Encyclopedia of Anti-Revisionism On-Line

CP and SWP Election Campaigns

Fresh Paint On ’Democracy’ Façade


First Published: Revolution, Vol. 2, No. 1, October 15, 1976.
Transcription, Editing and Markup: Paul Saba
Copyright: This work is in the Public Domain under the Creative Commons Common Deed. You can freely copy, distribute and display this work; as well as make derivative and commercial works. Please credit the Encyclopedia of Anti-Revisionism On-Line as your source, include the url to this work, and note any of the transcribers, editors & proofreaders above.


Besides the election show in the main ring between Jimmy Carter and Jerry Ford there are numerous other minor parties running candidates for election. Two of them the Communist Party, USA (CPUSA and the Socialist Workers Party (SWP), claim to be for the workers and oppressed people and claim to be revolutionary, socialist and communist. They have succeeded in getting themselves on the ballot in many states and they are campaigning as the “real alternative” to the two main capitalist parties, the Democrats and the Republicans.

The CPUSA and the SWP are taking their campaigns to the factory gates, to the neighborhoods and onto the campuses. They have bought time on TV for political messages. They are getting free time on TV to reply to editorials and are popping up in the news as they file a flurry of court suits, demanding to be treated equally with the Democrats and the Republicans.

More people have heard the political message of these two parties this year than- any in recent memory. But these election campaigns, like the parties that spawned them, are not revolutionary, socialist or communist. Not only are they not the “real alternative” for the workers and oppressed people, they are actually attempting to further shackle the people to the trap of bourgeois democracy, to the rule of the exploiters. Both parties are working the same side of the street. Both “expose” the promises of Carter and the Democrats at every turn and then elaborate a program that will “really deliver” for the masses, a gift from the “real party of the workers.”

A “Vote With Clout”

The CPUSA asks, “Would you vote for your boss to be shop steward? Then why vote for his candidate for public office?” But why vote for Gus Hall, the CPUSA’s presidential candidate, who has a snowball’s chance of hitting the White House? The CPUSA’s strategy does not foresee winning a major election right now. So, they say, casting a vote for Gus Hall is casting a “vote with clout.”

▶ Supplied data
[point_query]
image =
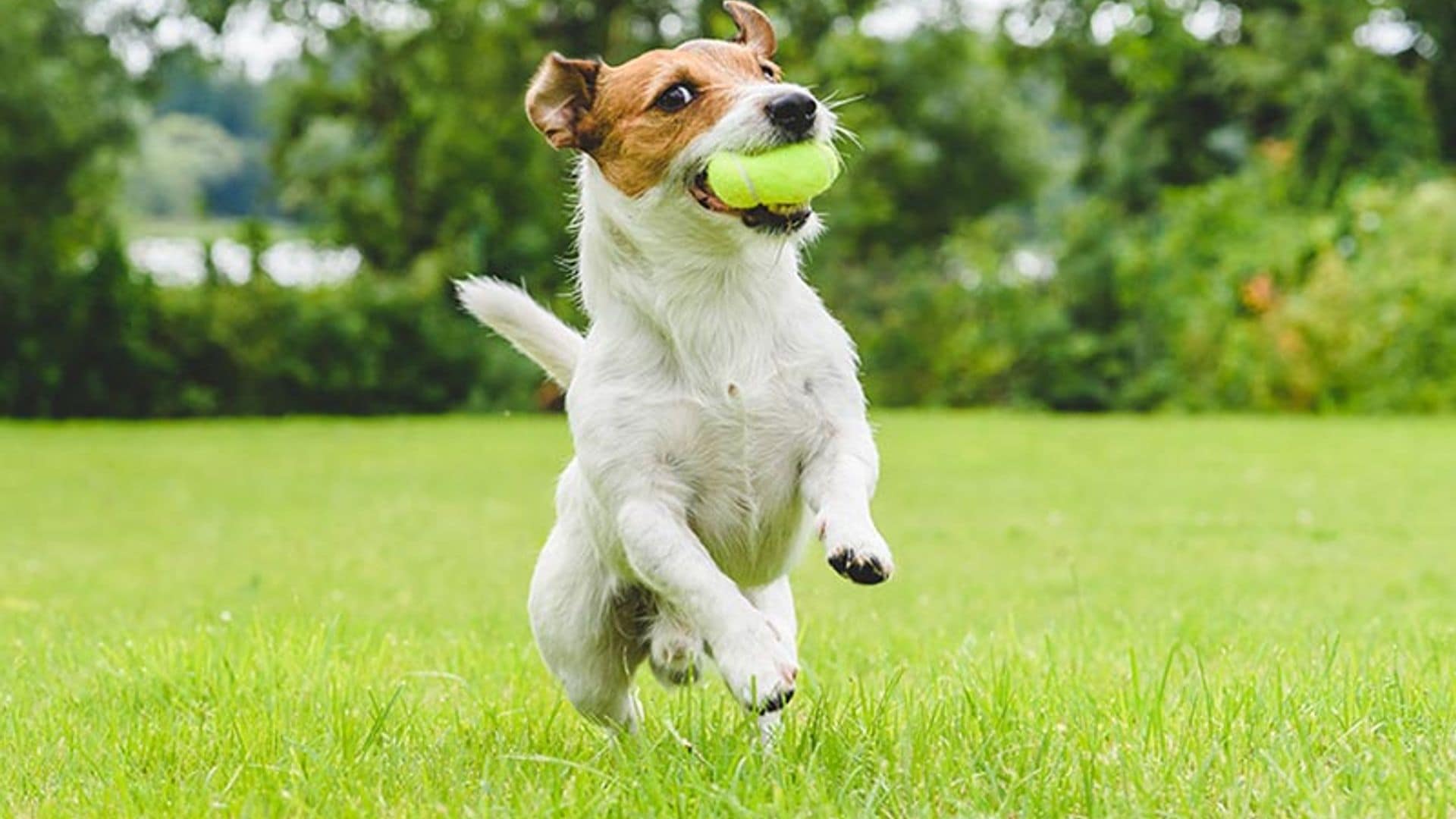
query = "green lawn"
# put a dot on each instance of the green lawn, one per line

▶ Tasks
**1)** Decide whether each statement agrees with the article on the CP and SWP election campaigns: (a) the CPUSA and the SWP have bought TV time for political messages; (b) the CPUSA's strategy expects to win a major election right now; (c) the article says the two parties work different sides of the street. For each, answer yes or no and quote the words from the text that settle it.
**2)** Write the next part of the article on the CP and SWP election campaigns, starting right after its last sentence.

▶ Responses to the exercise
**1)**
(a) Yes: "They have bought time on TV for political messages."
(b) No: "The CPUSA’s strategy does not foresee winning a major election right now."
(c) No: "Both parties are working the same side of the street."

**2)**
Roughly, this means that the more voters pull Gus’s lever, the more scared the bourgeoisie, and especially the more “liberal” of them in the Democratic Party, will get. Out of stone cold fear of this vote, the capitalists will suddenly forget their own class interests and begin dishing out all sorts of goodies to the people. The capitalists who have defended their regime a hundred times with bullet and bomb will be put to flight by the terrific force of paper ballots. Jarvis Tyner, Hall’s running mate, summed this up in saying, “If the bourgeoisie spends millions to stop communism in Italy, Portugal, Chile, Angola, etc., a big Communist vote will make them spend millions in the U.S. on the cities.”

The CPUSA lays out an election program with far more lavish promises than Fritz Mondale would have ever dreamed: jobs for all, massive social service programs, an end to racism and injustice, and peace and disarmament.

The program the Communist Party, USA is running is “a people’s anti-monopoly coalition,” “a new legal framework,” and detente with the Soviet Union. The heart of the program – and what it promises will really deliver the goods to the people – is the’ “people’s anti-monopoly coalition.” Its policy is to “lessen the burdens on working people by compelling shifts in surplus value from monopoly to working people through governmental budgets and at the point of production ... ” An example of this is cutting the military budget by 80% and funnelling the money saved into social services. (What these “communists” want the U.S. government to save the other 20% for is unclear, maybe just enough to invade Mexico or shoot down demonstrating workers?)

Why exactly are social services getting slashed and what could possibly “compel” the capitalists, short of revolution, to disarm themselves?

What the CPUSA “anti-monopoly coalition” ignores – or more to the point, tries to hide – are the laws of capitalism. First off, they imply that the cutting of social services in favor of big defense budgets is some kind of reversible “policy.” Money sunk into libraries, garbage collection and fire protection returns no profit for the majority of the capitalist class. It is a fact that the capitalists are caught in a profit squeeze, they can’t grab enough capital through “normal” means to fuel all the necessary new investment. New York City is just the sharpest example of what this capital crisis means for cities – it’s happening all over – as non-productive capital gets moved out and over into profit-making ventures.

War & Detente

Lenin, whom the CPUSA claims to uphold, pointed out more than 50 years ago that imperialism, with the relentless drive for profit of competing great powers, always drives towards war, independent of any “policy” on the part of this or that capitalist. All the votes in the world never will get the bourgeoisie to disarm.

The CPUSA program includes a big push for detente- “world peace” – as if the capitalists can lay down their arms and be friends with everybody.

“A few years ago, at big demonstrations, we sang the song ’All We Are Saying Is Give Peace a Chance’.Well, now in this election year, we are again saying, ’Give detente and peace a chance,’” says Gus Hall, CPUSA candidate for President. The two superpowers, the U.S. and the USSR, are driven by the laws of imperialism to constantly reach out for more people to exploit and more markets to dump their goods. Where one is on the offensive, the other defends and vice versa. This contention, often carried out under the banner of “detente,” has led to armed clashes by proxy in Angola, showdowns over the Mideast, and covert political infighting as in Portugal.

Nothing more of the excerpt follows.